▶ **TASK REQUIREMENTS**
Reproduce the material below word for word, keeping every line as it appears.

Records from a point-labeling set
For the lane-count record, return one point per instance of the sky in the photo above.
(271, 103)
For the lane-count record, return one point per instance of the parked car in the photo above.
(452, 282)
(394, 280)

▶ **ANSWER TO THE PROBLEM**
For the lane-count record, return one point per instance of the sky in the photo above.
(271, 103)
For the lane-count record, return one point per instance of the parked car in the photo above.
(452, 282)
(394, 280)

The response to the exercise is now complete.